__TASK STATEMENT__
Every line of the data below is to be given again as it appears, with the images removed.

------ ENTRIES SHOWN

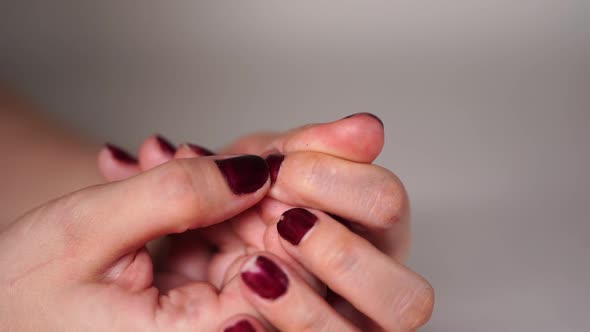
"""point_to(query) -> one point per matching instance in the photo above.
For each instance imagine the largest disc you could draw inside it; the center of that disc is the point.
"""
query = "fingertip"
(155, 151)
(358, 138)
(242, 323)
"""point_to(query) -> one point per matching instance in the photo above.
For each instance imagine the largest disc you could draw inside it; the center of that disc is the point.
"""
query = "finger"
(116, 164)
(389, 293)
(106, 221)
(242, 323)
(285, 300)
(359, 138)
(155, 151)
(367, 194)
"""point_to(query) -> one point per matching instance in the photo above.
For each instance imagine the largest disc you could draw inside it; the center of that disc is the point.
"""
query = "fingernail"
(241, 326)
(120, 154)
(274, 162)
(366, 113)
(201, 151)
(295, 223)
(165, 145)
(244, 174)
(265, 278)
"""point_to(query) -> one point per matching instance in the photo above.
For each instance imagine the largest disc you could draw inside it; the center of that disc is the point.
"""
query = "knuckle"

------------

__REPLY TO THE TASK__
"""point_to(query) -> one point per matching instance in the photo above.
For each instance imagine the largest disc you could draw inside it; the center of that disc is the point.
"""
query = "fingertip"
(155, 151)
(358, 138)
(242, 323)
"""point_to(query) -> one point per matching instance in the photo above.
For each instance imagine the largest disc you could draw inside it; the center of that disc is the point.
"""
query = "finger"
(116, 164)
(389, 293)
(106, 221)
(242, 323)
(285, 300)
(359, 138)
(155, 151)
(367, 194)
"""point_to(query) -> one point per matching instance in the photo above.
For each instance imagine the largest disc you could draw inside it; the center of that disc is the point.
"""
query = "fingernail"
(241, 326)
(120, 154)
(274, 162)
(366, 113)
(201, 151)
(295, 223)
(165, 145)
(244, 174)
(265, 278)
"""point_to(query) -> one point per matching instance in the photo above.
For each instance imagine the largest disc you could draw inside it; the center of that disc is the point.
"""
query = "knuckle"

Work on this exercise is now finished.